Your objective: Find every line in the listing that contains the string "deck", and copy each of those lines.

Data shown:
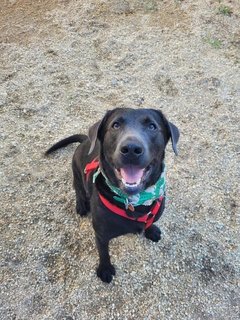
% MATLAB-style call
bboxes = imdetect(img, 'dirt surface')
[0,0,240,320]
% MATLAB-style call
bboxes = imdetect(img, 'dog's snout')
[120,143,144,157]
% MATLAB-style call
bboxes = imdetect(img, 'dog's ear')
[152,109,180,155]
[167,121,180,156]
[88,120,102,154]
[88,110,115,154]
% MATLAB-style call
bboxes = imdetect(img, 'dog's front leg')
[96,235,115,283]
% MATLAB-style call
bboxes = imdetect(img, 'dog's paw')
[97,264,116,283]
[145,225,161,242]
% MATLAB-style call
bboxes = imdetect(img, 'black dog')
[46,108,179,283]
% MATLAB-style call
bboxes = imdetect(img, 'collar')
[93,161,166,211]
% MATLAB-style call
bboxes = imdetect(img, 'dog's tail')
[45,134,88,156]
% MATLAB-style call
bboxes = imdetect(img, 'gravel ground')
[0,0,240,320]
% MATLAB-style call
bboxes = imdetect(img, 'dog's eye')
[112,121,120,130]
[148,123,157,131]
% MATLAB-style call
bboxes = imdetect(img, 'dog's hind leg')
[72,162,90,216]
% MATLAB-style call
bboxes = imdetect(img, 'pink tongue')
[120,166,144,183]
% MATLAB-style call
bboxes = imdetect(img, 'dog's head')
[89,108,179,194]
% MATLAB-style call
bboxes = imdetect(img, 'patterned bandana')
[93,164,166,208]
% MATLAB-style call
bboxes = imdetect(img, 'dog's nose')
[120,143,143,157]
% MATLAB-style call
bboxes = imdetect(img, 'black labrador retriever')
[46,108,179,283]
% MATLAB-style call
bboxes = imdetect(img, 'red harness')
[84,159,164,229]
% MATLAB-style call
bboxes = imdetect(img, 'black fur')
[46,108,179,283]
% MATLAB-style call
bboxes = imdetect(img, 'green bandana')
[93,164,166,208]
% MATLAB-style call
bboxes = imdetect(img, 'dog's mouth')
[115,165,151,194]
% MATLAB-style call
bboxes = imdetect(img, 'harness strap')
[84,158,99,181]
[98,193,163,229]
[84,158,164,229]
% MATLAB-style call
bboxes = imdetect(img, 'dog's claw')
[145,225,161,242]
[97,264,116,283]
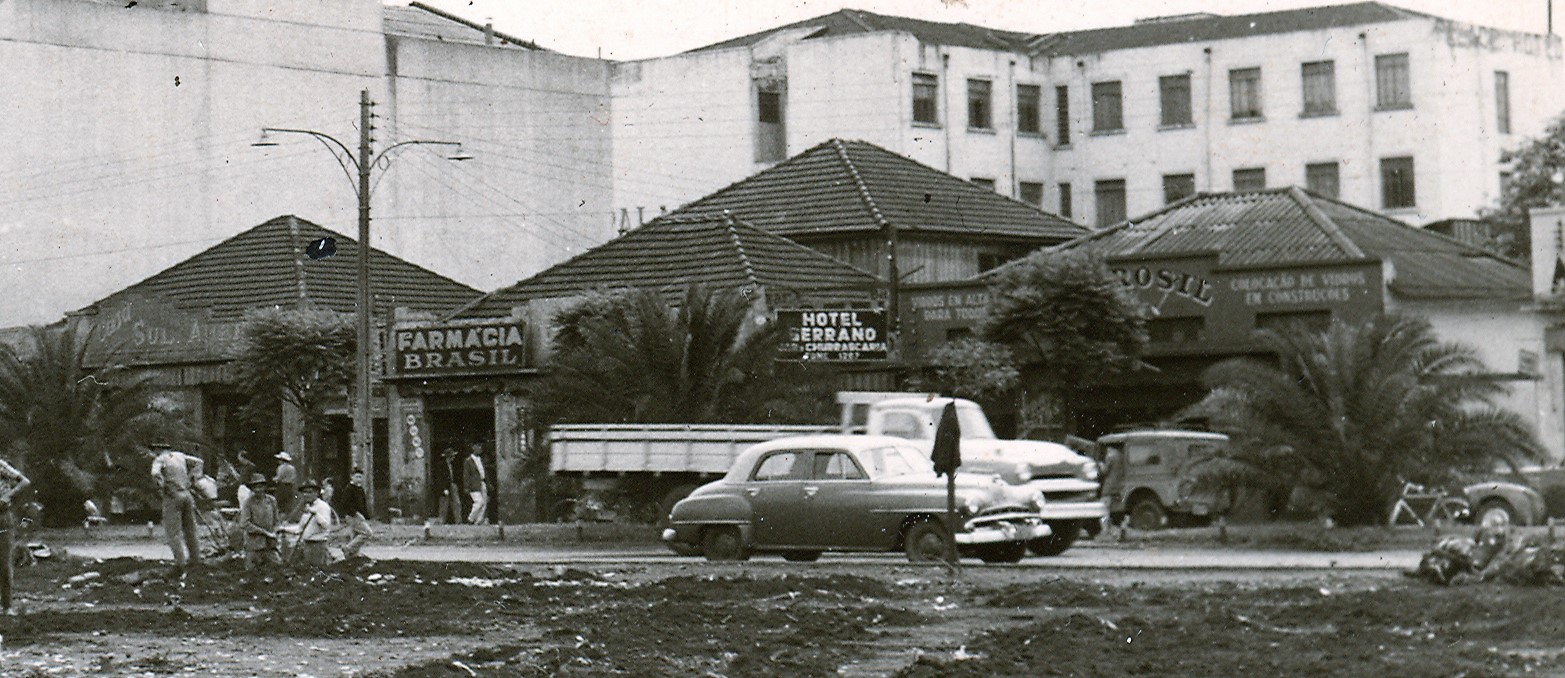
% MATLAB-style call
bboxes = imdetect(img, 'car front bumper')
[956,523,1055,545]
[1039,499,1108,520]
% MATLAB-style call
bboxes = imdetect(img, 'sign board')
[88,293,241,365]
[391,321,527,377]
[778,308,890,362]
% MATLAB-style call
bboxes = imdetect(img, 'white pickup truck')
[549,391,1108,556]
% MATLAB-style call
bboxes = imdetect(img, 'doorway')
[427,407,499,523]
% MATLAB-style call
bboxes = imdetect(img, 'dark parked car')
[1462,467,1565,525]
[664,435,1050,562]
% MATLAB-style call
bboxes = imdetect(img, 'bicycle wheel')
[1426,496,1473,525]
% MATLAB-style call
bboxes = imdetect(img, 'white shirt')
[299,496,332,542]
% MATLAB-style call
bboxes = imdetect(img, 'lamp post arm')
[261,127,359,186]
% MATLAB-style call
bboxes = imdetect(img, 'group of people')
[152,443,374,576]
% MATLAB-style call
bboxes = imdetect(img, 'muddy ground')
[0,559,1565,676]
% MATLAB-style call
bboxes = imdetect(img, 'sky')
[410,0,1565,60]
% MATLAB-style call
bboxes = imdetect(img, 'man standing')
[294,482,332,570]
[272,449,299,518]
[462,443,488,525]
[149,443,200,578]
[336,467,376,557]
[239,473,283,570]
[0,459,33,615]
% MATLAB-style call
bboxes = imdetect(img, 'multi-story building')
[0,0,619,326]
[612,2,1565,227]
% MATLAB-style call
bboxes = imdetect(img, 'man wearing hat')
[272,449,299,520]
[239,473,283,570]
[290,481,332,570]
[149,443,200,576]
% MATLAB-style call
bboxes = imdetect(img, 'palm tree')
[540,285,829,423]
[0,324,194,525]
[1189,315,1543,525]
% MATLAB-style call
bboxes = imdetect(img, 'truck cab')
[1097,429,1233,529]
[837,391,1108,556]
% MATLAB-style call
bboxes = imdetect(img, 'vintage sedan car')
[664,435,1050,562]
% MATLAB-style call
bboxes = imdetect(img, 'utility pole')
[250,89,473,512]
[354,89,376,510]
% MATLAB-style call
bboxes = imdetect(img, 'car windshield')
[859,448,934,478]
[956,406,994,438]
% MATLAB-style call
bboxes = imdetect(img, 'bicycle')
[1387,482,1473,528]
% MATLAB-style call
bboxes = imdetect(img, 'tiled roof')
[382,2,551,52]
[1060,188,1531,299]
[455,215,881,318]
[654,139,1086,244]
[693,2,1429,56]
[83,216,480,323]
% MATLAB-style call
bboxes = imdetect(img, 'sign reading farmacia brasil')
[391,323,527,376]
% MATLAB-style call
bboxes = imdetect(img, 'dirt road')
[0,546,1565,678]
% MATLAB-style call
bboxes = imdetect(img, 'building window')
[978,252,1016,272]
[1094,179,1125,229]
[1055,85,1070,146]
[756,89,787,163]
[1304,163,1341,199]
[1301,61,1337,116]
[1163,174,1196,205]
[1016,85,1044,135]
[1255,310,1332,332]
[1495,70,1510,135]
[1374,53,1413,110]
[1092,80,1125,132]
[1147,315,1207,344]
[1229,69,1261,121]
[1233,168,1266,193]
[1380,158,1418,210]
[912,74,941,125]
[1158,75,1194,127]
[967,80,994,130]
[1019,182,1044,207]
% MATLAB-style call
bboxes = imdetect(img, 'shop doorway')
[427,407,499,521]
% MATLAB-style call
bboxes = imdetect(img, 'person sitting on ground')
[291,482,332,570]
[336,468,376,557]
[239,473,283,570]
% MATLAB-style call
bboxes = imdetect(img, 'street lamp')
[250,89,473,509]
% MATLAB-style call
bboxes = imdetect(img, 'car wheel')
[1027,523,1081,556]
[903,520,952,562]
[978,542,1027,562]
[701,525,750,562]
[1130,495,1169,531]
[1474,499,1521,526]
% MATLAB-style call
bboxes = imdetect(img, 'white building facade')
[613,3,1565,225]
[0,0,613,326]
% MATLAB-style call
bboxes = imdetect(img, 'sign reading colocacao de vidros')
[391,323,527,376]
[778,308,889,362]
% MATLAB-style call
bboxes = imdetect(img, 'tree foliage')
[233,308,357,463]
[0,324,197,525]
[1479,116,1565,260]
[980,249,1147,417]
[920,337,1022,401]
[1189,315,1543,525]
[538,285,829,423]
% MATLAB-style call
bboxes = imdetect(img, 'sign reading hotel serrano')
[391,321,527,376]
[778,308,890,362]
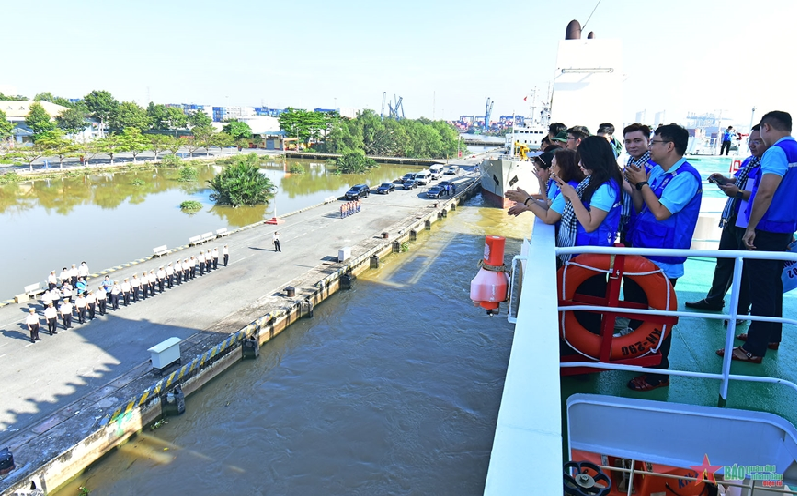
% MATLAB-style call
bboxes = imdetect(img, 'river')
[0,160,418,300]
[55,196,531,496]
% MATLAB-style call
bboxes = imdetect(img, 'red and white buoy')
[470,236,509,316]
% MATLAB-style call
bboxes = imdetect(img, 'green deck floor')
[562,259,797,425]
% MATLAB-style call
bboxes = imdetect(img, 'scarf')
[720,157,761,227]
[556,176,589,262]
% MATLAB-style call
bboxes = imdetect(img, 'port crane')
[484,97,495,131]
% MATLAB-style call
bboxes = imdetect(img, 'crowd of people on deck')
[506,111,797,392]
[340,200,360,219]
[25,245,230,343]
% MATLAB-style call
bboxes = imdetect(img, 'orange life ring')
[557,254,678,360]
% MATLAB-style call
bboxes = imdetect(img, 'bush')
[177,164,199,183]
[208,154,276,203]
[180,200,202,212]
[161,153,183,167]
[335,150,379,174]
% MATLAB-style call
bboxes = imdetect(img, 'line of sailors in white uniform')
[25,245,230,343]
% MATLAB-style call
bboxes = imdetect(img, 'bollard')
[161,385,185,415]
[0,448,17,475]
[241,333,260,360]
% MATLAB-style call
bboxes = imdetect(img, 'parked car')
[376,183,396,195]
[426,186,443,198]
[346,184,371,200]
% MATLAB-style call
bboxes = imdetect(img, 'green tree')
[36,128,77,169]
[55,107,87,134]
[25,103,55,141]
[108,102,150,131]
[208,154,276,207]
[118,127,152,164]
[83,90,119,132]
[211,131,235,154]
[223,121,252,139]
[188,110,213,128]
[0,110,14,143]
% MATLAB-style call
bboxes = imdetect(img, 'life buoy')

* * *

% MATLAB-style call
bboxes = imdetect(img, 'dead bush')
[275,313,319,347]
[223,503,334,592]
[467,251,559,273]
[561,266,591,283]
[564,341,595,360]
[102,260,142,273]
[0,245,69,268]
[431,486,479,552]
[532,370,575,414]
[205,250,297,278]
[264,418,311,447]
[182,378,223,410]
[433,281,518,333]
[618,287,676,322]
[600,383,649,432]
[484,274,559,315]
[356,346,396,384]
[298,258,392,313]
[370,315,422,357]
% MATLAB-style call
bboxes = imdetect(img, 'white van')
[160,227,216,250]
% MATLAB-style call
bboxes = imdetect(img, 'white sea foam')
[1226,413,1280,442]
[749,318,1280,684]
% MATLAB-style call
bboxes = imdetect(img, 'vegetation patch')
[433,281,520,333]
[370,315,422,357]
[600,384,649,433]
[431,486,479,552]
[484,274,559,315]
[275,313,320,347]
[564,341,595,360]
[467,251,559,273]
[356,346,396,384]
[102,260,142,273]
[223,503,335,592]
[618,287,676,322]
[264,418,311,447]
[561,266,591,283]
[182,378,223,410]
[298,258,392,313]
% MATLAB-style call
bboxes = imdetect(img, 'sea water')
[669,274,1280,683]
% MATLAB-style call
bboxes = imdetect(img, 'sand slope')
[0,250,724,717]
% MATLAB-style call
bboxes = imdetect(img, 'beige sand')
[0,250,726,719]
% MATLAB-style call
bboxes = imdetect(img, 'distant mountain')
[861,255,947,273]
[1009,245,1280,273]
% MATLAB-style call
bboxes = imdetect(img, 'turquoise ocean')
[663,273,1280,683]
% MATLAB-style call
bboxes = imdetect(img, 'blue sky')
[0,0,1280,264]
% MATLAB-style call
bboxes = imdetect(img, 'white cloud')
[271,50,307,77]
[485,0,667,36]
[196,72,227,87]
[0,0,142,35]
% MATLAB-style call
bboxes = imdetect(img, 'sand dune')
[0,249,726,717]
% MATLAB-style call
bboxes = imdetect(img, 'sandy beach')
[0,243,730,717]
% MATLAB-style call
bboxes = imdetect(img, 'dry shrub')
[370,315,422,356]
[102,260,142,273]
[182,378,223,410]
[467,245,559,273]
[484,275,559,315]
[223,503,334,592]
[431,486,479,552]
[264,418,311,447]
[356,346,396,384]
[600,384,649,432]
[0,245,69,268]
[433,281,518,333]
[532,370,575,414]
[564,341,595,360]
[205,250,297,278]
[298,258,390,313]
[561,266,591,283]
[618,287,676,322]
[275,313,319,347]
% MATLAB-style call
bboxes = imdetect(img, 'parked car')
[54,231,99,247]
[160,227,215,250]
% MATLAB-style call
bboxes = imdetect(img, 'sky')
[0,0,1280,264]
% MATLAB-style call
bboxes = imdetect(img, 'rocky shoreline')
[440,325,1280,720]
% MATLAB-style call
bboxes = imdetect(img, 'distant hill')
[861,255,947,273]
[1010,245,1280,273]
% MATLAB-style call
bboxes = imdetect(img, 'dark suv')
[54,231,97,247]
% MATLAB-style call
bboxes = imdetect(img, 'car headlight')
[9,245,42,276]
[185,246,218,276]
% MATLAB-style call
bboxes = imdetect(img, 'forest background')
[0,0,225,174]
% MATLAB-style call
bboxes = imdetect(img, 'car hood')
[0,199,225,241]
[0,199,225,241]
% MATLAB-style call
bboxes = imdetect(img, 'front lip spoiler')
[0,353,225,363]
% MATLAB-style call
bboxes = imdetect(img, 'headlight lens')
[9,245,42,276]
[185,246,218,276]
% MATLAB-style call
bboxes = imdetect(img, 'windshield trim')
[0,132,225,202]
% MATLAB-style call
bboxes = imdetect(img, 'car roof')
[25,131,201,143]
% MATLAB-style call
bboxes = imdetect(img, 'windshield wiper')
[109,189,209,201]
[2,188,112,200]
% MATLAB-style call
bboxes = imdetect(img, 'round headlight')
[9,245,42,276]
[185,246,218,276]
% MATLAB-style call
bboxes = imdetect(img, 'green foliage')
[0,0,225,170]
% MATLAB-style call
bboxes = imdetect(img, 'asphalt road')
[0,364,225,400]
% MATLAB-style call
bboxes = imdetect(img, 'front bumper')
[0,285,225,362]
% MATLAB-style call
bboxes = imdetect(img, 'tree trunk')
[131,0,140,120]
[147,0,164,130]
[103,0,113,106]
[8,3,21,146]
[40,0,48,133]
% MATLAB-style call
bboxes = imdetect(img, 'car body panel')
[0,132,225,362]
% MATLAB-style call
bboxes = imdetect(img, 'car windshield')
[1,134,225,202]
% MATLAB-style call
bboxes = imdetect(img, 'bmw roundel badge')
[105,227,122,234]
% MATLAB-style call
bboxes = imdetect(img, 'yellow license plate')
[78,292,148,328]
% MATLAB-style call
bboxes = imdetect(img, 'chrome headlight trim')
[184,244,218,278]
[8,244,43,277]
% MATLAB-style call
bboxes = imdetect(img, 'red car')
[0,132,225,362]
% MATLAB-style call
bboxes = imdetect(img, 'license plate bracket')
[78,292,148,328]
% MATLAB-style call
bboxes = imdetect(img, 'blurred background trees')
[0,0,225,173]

---

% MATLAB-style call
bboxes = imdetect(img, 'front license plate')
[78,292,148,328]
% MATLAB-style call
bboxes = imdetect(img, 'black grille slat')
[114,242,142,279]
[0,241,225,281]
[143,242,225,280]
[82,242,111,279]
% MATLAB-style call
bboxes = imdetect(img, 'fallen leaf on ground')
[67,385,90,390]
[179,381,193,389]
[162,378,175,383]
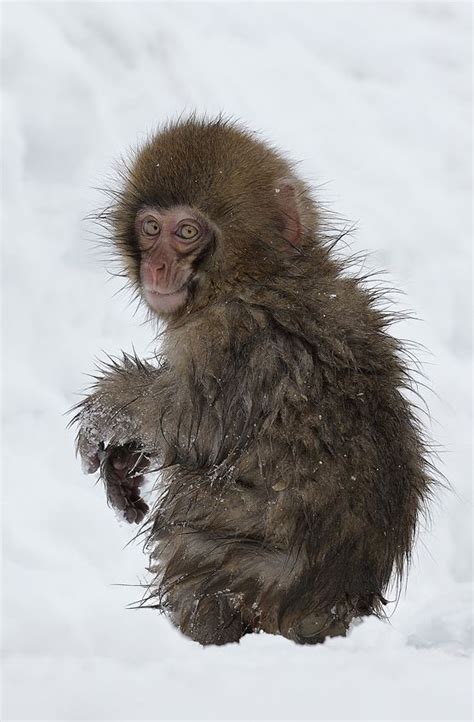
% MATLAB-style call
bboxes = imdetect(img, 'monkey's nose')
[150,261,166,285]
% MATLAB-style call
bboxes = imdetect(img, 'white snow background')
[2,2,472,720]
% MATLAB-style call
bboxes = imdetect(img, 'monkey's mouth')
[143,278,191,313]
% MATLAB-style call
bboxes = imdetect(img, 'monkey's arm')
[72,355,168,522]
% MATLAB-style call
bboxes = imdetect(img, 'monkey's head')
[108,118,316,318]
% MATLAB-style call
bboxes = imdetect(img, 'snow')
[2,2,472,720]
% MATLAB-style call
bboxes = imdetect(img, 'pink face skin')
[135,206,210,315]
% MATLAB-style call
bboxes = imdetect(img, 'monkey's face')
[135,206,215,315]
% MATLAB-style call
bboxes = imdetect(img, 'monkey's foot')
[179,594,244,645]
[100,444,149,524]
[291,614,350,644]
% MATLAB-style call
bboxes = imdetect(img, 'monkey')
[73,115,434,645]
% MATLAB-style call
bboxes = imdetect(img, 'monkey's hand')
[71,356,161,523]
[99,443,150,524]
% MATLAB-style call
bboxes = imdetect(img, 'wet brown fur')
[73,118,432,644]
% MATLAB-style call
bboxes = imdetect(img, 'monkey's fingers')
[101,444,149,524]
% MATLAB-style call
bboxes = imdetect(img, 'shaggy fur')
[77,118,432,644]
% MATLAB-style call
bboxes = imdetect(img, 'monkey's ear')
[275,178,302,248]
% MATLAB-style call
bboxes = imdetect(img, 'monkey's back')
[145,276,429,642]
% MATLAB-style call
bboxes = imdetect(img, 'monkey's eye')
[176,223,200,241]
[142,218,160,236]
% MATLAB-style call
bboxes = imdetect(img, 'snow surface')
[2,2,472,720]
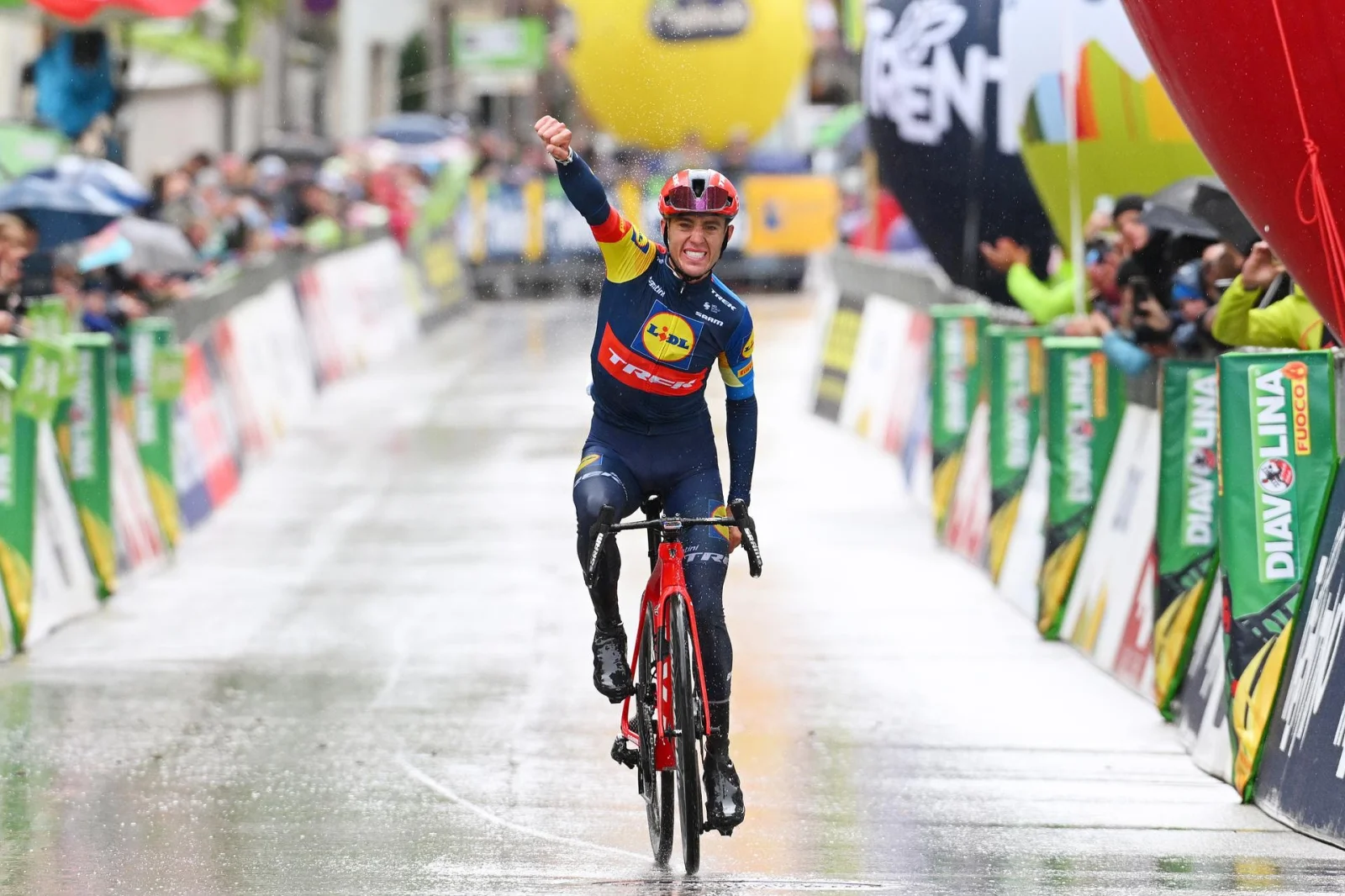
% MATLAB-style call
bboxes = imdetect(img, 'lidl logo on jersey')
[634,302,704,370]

Expected answer:
bboxes = imdetect(img, 'green deck floor')
bboxes = imdetect(img, 'crowd of people on deck')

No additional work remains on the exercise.